» Task requirements:
A. Decide whether each statement agrees with the report excerpt below, answering yes or no and quoting the deciding words of the excerpt exactly. (i) The Company has a 25% interest in a soda ash mining operation in Wyoming. (ii) The Company's energy contracts in South America typically have terms of 12 months or less. (iii) The Company spent more on research, development and engineering in 2011 than in 2012.
B. Copy word for word the stretch of the report excerpt below from "The Company continually" through "adjustments for inflation.".

» Page excerpt:
========

Suppliers and Raw Materials
The primary raw materials used in the Company's glass container operations are sand, soda ash, limestone and recycled glass. Each of
these materials, as well as the other raw materials used to manufacture glass containers, has historically been available in adequate supply from multiple sources. One of the sources is a soda ash
mining operation in Wyoming in which the Company has a 25% interest.
Energy
The Company's glass container operations require a continuous supply of significant amounts of energy, principally natural gas, fuel
oil and electrical power. Adequate supplies of energy are generally available at all of the Company's manufacturing locations. Energy costs typically account for 10-25% of the Company's
total manufacturing costs, depending on the cost of energy, the type of energy available, the factory location and the particular energy requirements. The percentage of total cost related to energy
can vary significantly because of volatility in market prices, particularly for natural gas and fuel oil in volatile markets such as North America and Europe.
In
North America, approximately 90% of the sales volume is tied to customer contracts that contain provisions that pass the price of natural gas to the customer, effectively reducing the
North America segment's exposure to changing natural gas market prices. Also, in order to limit the effects of fluctuations in market prices for natural gas, the Company uses commodity futures
contracts related to its forecasted requirements in North America. The objective of these futures contracts is to reduce potential volatility in cash flows and expense due to changing market prices.
The Company continually evaluates the energy markets with respect to its forecasted energy requirements to optimize its use of commodity futures contracts.
3
Table of Contents
In
Europe and Asia Pacific, the Company enters into fixed price contracts for a significant amount of its energy requirements. These contracts typically have terms of 12 months or
less in Europe and one to three years in Asia Pacific. In South America, the Company enters into fixed price contracts for its energy requirements. These contracts typically have terms of two years,
with annual price adjustments for inflation.
Technical Assistance License Agreements
The Company has agreements to license its proprietary glass container technology and to provide technical assistance to a limited
number of companies around the world. These agreements cover areas related to manufacturing and engineering assistance. The worldwide licensee network provides a stream of revenue to help support the
Company's development activities. In the years 2012, 2011 and 2010, the Company earned $17 million, $16 million and $16 million, respectively, in royalties and net technical
assistance revenue on a continuing operations basis.
Research, Development and Engineering
Research, development and engineering constitute important parts of the Company's technical activities. Expenditures for these
activities were $62 million, $71 million and $62 million for 2012, 2011 and 2010, respectively. The Company primarily focuses on advancements in the areas of product innovation,
manufacturing process control, melting technology, automatic inspection, light-weighting and further automation of manufacturing activities. The Company's research and development activities are
conducted at its corporate facilities in Perrysburg, Ohio. The Company
is currently building a new research and development facility at this location that is expected to be completed in the second half of 2013. This new facility will enable the Company to expand its
research and development capabilities.

========

» Given information:
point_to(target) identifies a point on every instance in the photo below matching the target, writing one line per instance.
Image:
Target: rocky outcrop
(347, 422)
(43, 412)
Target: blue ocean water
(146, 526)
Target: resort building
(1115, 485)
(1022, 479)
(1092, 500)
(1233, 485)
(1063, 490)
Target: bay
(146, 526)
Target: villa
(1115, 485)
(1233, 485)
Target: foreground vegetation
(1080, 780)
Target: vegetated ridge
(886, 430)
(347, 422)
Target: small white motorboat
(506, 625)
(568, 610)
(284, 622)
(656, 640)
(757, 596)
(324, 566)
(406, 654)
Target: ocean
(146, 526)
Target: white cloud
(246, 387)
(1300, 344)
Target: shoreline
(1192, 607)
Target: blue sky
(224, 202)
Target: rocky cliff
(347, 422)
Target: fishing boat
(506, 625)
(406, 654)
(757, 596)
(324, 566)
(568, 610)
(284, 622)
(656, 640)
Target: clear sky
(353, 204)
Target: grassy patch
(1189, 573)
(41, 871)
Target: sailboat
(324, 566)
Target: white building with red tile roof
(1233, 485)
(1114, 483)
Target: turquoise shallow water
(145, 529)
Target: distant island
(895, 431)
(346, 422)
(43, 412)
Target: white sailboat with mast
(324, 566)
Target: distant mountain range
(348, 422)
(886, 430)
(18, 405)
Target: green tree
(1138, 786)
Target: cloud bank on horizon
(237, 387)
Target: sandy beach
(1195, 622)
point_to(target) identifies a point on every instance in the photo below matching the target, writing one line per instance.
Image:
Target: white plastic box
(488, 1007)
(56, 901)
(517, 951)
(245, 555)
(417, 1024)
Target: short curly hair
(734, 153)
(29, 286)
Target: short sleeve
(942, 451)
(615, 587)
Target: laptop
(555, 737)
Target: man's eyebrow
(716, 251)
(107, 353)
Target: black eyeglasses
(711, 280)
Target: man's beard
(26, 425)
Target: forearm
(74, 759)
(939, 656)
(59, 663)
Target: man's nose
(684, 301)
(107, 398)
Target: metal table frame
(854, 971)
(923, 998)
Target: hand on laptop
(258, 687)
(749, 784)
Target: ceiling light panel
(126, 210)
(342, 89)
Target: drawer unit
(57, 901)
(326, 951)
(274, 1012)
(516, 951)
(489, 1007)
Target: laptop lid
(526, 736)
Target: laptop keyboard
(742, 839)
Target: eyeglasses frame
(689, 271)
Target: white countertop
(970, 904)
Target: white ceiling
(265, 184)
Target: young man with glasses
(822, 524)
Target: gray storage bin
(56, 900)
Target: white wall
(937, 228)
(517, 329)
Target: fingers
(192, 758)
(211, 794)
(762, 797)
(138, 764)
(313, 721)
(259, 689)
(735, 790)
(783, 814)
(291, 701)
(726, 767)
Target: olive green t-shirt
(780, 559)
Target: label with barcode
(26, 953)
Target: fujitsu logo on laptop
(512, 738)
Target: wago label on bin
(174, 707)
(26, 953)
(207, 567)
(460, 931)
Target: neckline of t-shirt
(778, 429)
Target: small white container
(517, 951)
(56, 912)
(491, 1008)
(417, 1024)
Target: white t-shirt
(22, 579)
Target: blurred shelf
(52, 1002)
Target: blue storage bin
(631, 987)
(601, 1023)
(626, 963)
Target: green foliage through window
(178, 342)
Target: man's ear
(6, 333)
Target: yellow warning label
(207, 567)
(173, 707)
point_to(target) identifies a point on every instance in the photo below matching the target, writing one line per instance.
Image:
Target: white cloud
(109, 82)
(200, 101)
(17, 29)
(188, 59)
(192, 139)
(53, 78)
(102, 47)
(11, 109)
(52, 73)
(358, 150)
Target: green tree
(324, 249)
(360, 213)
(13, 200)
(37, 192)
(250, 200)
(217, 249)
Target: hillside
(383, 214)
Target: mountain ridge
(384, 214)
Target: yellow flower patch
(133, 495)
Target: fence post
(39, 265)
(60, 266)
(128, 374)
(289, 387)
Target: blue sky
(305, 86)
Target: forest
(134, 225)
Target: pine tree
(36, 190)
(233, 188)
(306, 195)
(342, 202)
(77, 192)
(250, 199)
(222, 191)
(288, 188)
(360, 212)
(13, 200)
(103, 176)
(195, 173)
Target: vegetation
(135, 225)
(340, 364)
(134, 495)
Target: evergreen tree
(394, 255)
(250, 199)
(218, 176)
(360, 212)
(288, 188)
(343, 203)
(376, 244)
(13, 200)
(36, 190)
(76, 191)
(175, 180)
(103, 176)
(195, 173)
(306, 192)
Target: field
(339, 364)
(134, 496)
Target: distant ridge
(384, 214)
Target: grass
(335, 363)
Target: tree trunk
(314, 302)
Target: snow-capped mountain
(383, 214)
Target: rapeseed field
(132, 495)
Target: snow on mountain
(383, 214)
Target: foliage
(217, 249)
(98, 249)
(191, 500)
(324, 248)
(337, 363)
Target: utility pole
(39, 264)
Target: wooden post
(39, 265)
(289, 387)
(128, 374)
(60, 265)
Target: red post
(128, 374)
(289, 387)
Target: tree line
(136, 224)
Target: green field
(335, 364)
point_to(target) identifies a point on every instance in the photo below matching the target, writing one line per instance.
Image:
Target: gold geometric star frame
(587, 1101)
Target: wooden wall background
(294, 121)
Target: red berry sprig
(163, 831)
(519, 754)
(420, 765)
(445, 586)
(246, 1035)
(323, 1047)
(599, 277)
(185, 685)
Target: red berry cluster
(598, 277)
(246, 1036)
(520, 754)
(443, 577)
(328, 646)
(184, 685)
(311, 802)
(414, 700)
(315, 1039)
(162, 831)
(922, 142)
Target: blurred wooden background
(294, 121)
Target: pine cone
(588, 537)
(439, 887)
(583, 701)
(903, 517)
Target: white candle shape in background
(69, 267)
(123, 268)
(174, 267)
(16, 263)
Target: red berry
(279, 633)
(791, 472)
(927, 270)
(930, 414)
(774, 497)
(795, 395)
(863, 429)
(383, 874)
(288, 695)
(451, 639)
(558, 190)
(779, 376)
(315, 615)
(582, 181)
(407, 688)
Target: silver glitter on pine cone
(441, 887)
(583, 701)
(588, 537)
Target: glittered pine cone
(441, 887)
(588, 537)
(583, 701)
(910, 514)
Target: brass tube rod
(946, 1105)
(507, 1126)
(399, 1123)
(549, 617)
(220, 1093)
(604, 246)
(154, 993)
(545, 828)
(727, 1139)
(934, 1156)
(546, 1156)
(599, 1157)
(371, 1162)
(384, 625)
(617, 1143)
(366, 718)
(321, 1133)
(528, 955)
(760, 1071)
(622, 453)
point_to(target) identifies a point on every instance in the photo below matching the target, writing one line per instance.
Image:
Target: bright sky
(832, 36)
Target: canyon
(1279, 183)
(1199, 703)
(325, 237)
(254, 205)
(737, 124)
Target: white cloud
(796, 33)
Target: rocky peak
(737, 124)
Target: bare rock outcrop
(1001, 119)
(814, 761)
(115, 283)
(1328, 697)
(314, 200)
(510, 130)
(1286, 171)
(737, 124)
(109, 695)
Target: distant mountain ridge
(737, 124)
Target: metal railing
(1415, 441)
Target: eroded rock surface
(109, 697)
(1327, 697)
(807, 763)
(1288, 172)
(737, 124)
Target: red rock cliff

========

» Full solutions:
A.
(i) Yes: "mining operation in Wyoming in which the Company has a 25% interest"
(ii) No: "These contracts typically have terms of two years"
(iii) Yes: "$62 million, $71 million and $62 million for 2012, 2011 and 2010, respectively"

B.
The Company continually evaluates the energy markets with respect to its forecasted energy requirements to optimize its use of commodity futures contracts.
3
Table of Contents
In
Europe and Asia Pacific, the Company enters into fixed price contracts for a significant amount of its energy requirements. These contracts typically have terms of 12 months or
less in Europe and one to three years in Asia Pacific. In South America, the Company enters into fixed price contracts for its energy requirements. These contracts typically have terms of two years,
with annual price adjustments for inflation.